### [ZU ERLEDIGENDE AUFGABEN]
1. Beantworte die folgenden Fragen zum Text über den Sprung ins kalte Wasser.
(a) Wie alt war der Mann, der sich der Operation unterzogen hatte?
(b) Wie lange nach der Operation fuhr er an die Küste?
(c) Von welchen Universitäten stammen die Mediziner, die die Studie verfasst haben?
2. Entnimm dem Text über den Sprung ins kalte Wasser wörtlich alles von „In seiner Verzweiflung“ bis hinunter zu „Medikamente mehr nehmen.“.

### [TEXTAUSZUG]
================
Schmerzmittel: Sprung ins kalte Wasser

Ein paar Schwimmzüge in eiskaltem Wasser und alle Nervenschmerzen, unter denen ein junger Mann wochenlang gelitten hatte, waren plötzlich wie weggeblasen - davon berichten britische Mediziner. Der Einzelfall könnte ein Vorbild für Schmerztherapien sein.

Der 28 Jahre alte, sportliche Mann hatte sich einer endoskopischen transthorakalen Sympathektomie unterzogen. Diese Operation wird als äußerste Maßnahme bei starkem Schwitzen oder krankhaftem Erröten durchgeführt. Dabei werden zwei Nervenstränge des sympathischen Nervensystems auf Brusthöhe, rechts und links neben der Wirbelsäule abgeklemmt.

Bei dem minimal-invasiven Eingriff gab es keinerlei Komplikationen, alles verlief nach Plan, nur die starken Nervenschmerzen im Brust- und Rückenbereich wollten nach der Operation nicht mehr abklingen. Zur Behandlung erhielt der Patient Schmerzmittel und eine Physiotherapie. Letztere zeigte keinerlei Wirkung, verschlimmerte mitunter sogar den Zustand. Die Medikamente brachte nur eine leichte Linderung. Die Lebensqualität war merklich beeinträchtigt.

Sprung ins Eiswasser

In seiner Verzweiflung folgte der frühere Hobbytriathlet einem ungewöhnlichen Impuls. Um sich von den Schmerzen abzulenken, fuhr er etwa zehn Wochen nach der Operation an eine Küste, die er von einem Wettkampf kannte, sprang von den steilen Klippen und schwamm einige Tempi im eiskalten Wasser. Mindestens 60 Sekunden lang muss man dort schwimmen, um wieder ans sichere Ufer zu kommen.

Die Ärzte wusste nichts von der Radikalkur, waren dafür aber umso erstaunter über ihre Wirkung: Eigentlich hatte der Patienten mit starken Schmerzen gerechnet, sobald er die kräftige Schwimmbewegungen ausführen würde. Das Gegenteil war der Fall: Die Schmerzen waren wie weggeblasen. Und - was die Mediziner fast noch mehr überraschte - sie kamen seit damals nicht mehr zurück. Der junge Mann konnte endlich wieder so viel Sport betreiben wie vor der Operation und musste keine Medikamente mehr nehmen.

Wie die Mediziner von der University of Cambridge und der University of East Anglia in ihrer nun dazu erschienenen Studie schreiben, gebe es keinen Beweis, dass der Mann tatsächlich von seinem Sprung ins kalten Nass geheilt worden ist, aber die zeitliche Koinzidenz und fehlende andere Erklärungen legen einen ursächlichen Zusammenhang nahe.
================
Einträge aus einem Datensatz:
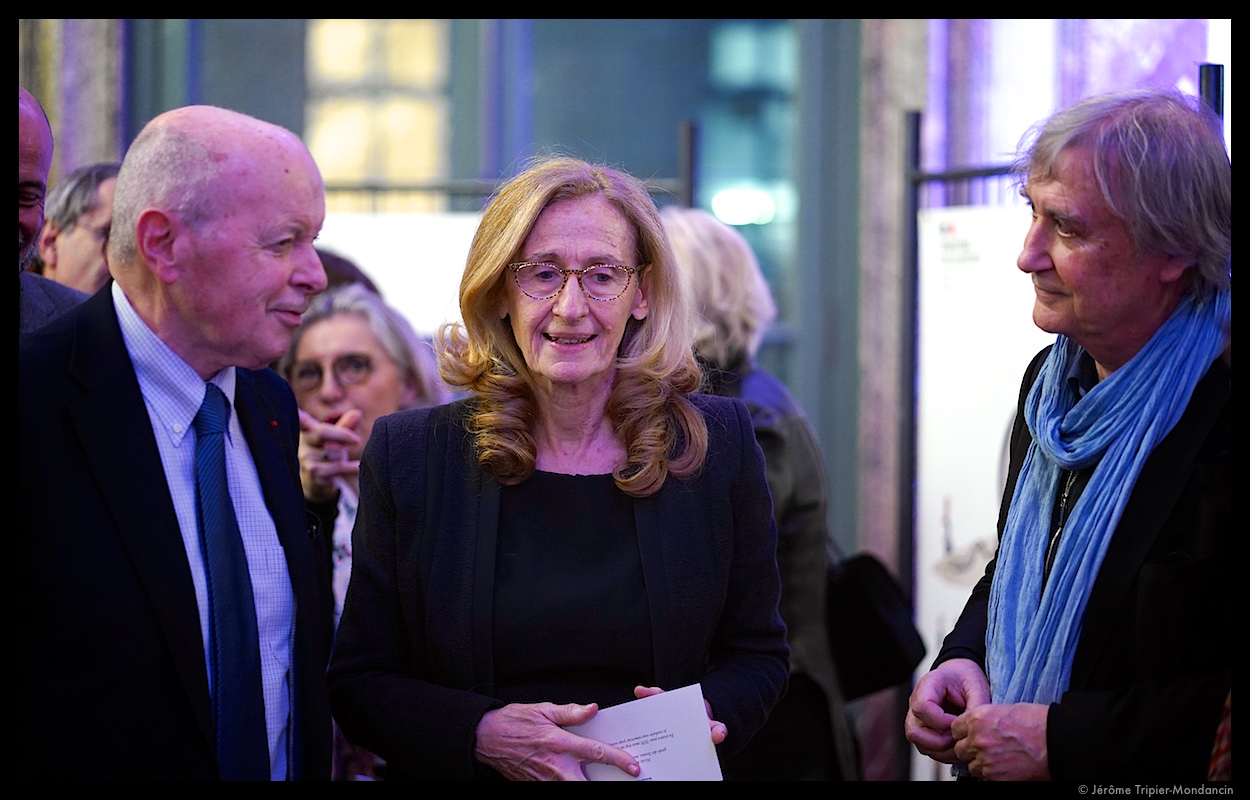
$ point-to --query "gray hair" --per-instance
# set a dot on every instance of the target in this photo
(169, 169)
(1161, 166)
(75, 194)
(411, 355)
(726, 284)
================
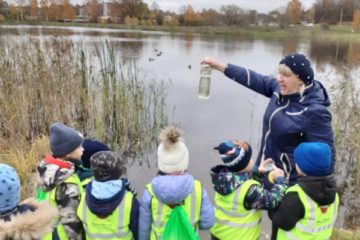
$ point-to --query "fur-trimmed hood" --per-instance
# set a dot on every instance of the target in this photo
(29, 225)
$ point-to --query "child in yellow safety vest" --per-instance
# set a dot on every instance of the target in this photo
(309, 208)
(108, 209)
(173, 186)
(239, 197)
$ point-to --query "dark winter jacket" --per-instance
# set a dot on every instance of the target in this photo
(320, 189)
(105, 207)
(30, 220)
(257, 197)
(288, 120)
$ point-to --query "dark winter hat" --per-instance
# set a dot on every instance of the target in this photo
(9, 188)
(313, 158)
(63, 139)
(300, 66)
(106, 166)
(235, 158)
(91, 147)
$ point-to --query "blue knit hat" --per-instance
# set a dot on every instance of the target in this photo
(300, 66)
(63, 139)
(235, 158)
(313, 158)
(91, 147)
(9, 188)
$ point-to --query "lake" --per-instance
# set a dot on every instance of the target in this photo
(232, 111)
================
### [ANTWORTEN JE AUFGABE]
1.
(a) Der Mann war 28 Jahre alt.
(b) Er fuhr etwa zehn Wochen nach der Operation an die Küste.
(c) Die Mediziner stammen von der University of Cambridge und der University of East Anglia.

2.
In seiner Verzweiflung folgte der frühere Hobbytriathlet einem ungewöhnlichen Impuls. Um sich von den Schmerzen abzulenken, fuhr er etwa zehn Wochen nach der Operation an eine Küste, die er von einem Wettkampf kannte, sprang von den steilen Klippen und schwamm einige Tempi im eiskalten Wasser. Mindestens 60 Sekunden lang muss man dort schwimmen, um wieder ans sichere Ufer zu kommen.

Die Ärzte wusste nichts von der Radikalkur, waren dafür aber umso erstaunter über ihre Wirkung: Eigentlich hatte der Patienten mit starken Schmerzen gerechnet, sobald er die kräftige Schwimmbewegungen ausführen würde. Das Gegenteil war der Fall: Die Schmerzen waren wie weggeblasen. Und - was die Mediziner fast noch mehr überraschte - sie kamen seit damals nicht mehr zurück. Der junge Mann konnte endlich wieder so viel Sport betreiben wie vor der Operation und musste keine Medikamente mehr nehmen.